>> Start

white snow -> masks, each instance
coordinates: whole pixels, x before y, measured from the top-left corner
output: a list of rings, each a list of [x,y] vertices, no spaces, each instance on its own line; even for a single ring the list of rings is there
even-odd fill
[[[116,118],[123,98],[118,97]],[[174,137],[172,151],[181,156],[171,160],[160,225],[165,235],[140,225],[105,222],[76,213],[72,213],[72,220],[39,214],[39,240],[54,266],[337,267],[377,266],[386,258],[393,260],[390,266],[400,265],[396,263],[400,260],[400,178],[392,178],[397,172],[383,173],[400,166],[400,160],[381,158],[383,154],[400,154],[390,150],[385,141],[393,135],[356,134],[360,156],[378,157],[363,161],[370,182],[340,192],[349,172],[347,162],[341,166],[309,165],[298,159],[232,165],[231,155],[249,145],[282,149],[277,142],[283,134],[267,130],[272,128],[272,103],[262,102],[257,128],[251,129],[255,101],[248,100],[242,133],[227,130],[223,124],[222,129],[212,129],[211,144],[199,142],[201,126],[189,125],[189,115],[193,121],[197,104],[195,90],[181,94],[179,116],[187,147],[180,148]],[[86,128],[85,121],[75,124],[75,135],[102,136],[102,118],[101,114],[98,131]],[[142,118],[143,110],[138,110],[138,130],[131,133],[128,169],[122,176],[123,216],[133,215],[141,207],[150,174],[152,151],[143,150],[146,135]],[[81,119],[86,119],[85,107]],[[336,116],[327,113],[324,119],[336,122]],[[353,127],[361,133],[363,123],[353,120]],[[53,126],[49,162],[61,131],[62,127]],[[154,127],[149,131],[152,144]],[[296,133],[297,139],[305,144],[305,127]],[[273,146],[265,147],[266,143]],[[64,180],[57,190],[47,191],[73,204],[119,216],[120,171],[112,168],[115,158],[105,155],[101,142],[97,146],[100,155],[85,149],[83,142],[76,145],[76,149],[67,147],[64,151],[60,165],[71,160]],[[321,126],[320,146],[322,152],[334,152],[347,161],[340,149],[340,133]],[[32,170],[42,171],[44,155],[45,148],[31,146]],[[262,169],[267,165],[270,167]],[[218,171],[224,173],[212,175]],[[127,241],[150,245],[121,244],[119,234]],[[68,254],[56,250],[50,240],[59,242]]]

>> End

Render every line of the data above as a JSON list of strings, one string per line, leaving out any blank lines.

[
  "white snow -> masks, each instance",
  "coordinates: whole pixels, x before y, measured from the top-left corner",
  "output: a list of rings, each a list of [x,y] vertices, no spaces, each instance on its own line; even for a single ring the list of rings is there",
  "even-odd fill",
  "[[[116,118],[123,98],[118,97]],[[174,137],[172,151],[181,156],[171,160],[160,225],[165,235],[140,225],[105,222],[76,213],[72,213],[72,220],[39,214],[39,240],[54,266],[337,267],[377,266],[386,258],[393,260],[390,266],[400,265],[396,263],[400,260],[400,178],[392,178],[397,172],[383,173],[400,166],[400,160],[381,158],[383,154],[400,154],[390,150],[385,141],[393,135],[356,134],[360,156],[378,157],[363,161],[370,182],[340,192],[349,172],[347,162],[341,166],[309,165],[298,159],[232,165],[231,155],[249,145],[282,149],[277,142],[283,134],[267,130],[272,128],[272,103],[262,102],[257,128],[251,129],[255,101],[248,100],[242,133],[227,130],[223,124],[222,129],[212,129],[211,144],[199,142],[201,126],[189,125],[189,115],[193,121],[197,104],[195,90],[181,94],[179,116],[187,147],[180,148]],[[86,128],[85,121],[75,124],[75,135],[102,136],[102,118],[101,114],[98,131]],[[142,118],[143,110],[138,110],[138,130],[131,133],[128,169],[122,176],[123,216],[133,215],[141,207],[150,174],[152,151],[143,150],[146,135]],[[81,119],[86,119],[85,107]],[[336,116],[327,113],[324,119],[336,122]],[[353,127],[361,133],[363,123],[353,120]],[[53,126],[49,162],[61,131],[62,127]],[[154,127],[149,131],[152,144]],[[296,133],[297,139],[305,144],[305,127]],[[273,146],[265,147],[266,143]],[[64,180],[57,190],[47,191],[73,204],[119,216],[120,171],[112,168],[115,158],[105,155],[101,142],[97,146],[100,155],[85,149],[83,142],[76,145],[76,149],[67,147],[64,151],[60,165],[71,160]],[[321,126],[320,146],[322,152],[334,152],[347,161],[340,149],[340,133]],[[32,170],[42,171],[44,155],[45,148],[31,146]],[[262,169],[267,165],[270,167]],[[218,171],[224,173],[212,175]],[[127,241],[150,245],[121,244],[119,234]],[[68,254],[56,250],[50,240],[59,242]]]"
]